Transcribe all of the material exactly. Any picture in it should be left out.

◆ DATA SUPPLIED:
------------------------------

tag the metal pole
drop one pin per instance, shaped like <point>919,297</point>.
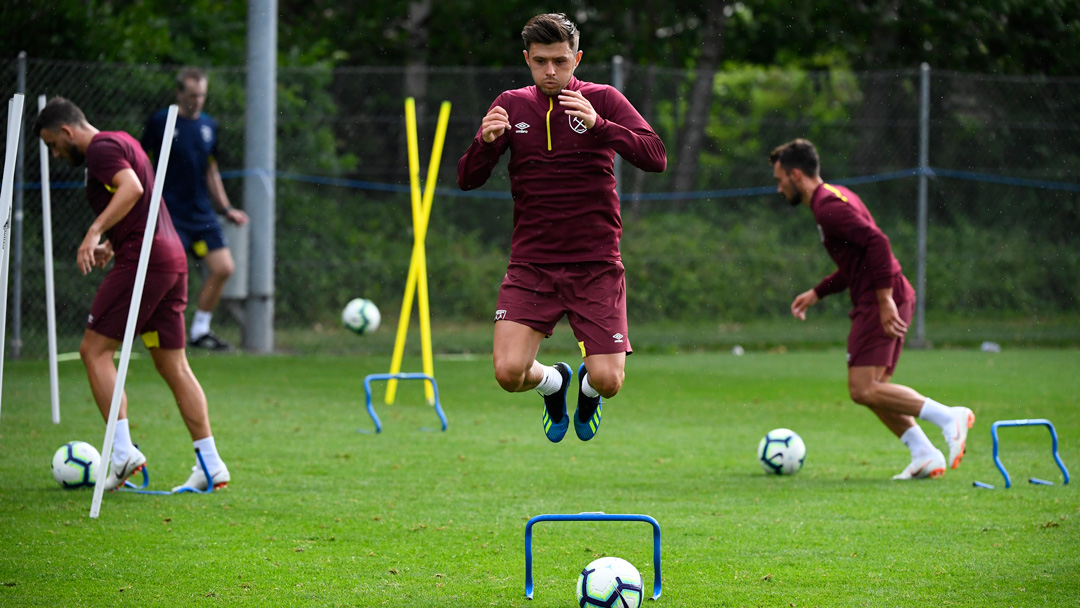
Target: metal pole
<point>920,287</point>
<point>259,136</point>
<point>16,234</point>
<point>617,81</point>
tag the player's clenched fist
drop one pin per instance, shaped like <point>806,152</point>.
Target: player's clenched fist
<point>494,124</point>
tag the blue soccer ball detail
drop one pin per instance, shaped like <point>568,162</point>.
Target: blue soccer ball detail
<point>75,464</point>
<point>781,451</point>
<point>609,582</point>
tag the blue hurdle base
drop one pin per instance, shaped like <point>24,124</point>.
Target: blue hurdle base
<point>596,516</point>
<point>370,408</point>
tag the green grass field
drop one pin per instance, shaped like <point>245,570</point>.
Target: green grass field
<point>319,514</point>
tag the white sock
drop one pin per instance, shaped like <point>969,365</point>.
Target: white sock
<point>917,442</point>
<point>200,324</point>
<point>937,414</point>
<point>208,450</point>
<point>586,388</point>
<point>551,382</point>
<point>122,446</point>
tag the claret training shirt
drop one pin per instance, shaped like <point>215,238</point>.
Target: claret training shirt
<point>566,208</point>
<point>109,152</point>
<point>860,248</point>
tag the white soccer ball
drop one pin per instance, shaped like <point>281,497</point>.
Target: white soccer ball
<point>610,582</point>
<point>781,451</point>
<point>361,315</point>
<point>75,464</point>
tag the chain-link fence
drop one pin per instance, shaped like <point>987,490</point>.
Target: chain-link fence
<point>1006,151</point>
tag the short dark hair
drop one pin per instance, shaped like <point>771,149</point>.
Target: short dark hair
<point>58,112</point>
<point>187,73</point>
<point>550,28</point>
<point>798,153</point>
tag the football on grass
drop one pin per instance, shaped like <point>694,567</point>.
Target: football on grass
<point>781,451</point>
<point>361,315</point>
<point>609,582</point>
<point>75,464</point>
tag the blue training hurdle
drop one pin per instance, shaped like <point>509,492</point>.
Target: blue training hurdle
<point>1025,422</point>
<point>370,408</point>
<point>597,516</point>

------------------------------

◆ TASK ANSWER:
tag the metal pole
drop one pin per instance, shaped like <point>919,297</point>.
Target: metal pole
<point>920,287</point>
<point>259,136</point>
<point>16,234</point>
<point>617,81</point>
tag the player's clenched fist
drop one pin per instance, shaped like <point>806,152</point>.
Target: player's clenched fist
<point>494,124</point>
tag the blue soccer ball detail
drop one pin per instance, shaped like <point>568,162</point>.
Target: blue soccer ball detail
<point>75,464</point>
<point>781,451</point>
<point>609,582</point>
tag the blue hurdle base
drop one pin per instance, shaped like <point>24,124</point>.
Target: blue hurdle base
<point>596,516</point>
<point>370,408</point>
tag the green grass field
drop one pin per instance, shaped like <point>245,570</point>.
Target: green grass field
<point>319,514</point>
tag the white sock
drop one pin per instance, shaped like <point>969,365</point>.
Target: white sock
<point>917,442</point>
<point>200,324</point>
<point>937,414</point>
<point>208,450</point>
<point>586,388</point>
<point>551,382</point>
<point>122,446</point>
tag the claret training shirt
drop one pin per instance, shaped like <point>215,238</point>.
Target: claret training shirt
<point>566,208</point>
<point>109,152</point>
<point>860,248</point>
tag the white soccer ball
drop one pin per instance, shaped like <point>281,497</point>.
Target: white soccer ball
<point>610,582</point>
<point>781,451</point>
<point>361,315</point>
<point>75,464</point>
tag the chain-link fence
drop one pin per instance, shaped like <point>987,490</point>.
Target: chain-link fence
<point>1006,151</point>
tag the short dark hair
drop one pin per instance, shaped like <point>771,149</point>.
Target: short dark hair
<point>58,112</point>
<point>187,73</point>
<point>550,28</point>
<point>798,153</point>
tag the football on grass
drop one pin per instance, shaped like <point>694,567</point>.
Target: football on grass
<point>781,451</point>
<point>361,315</point>
<point>609,582</point>
<point>75,464</point>
tag the blue training hurdle
drop one pin per instance, shaped like <point>509,492</point>.
Target: blue training hurdle
<point>1025,422</point>
<point>370,408</point>
<point>597,516</point>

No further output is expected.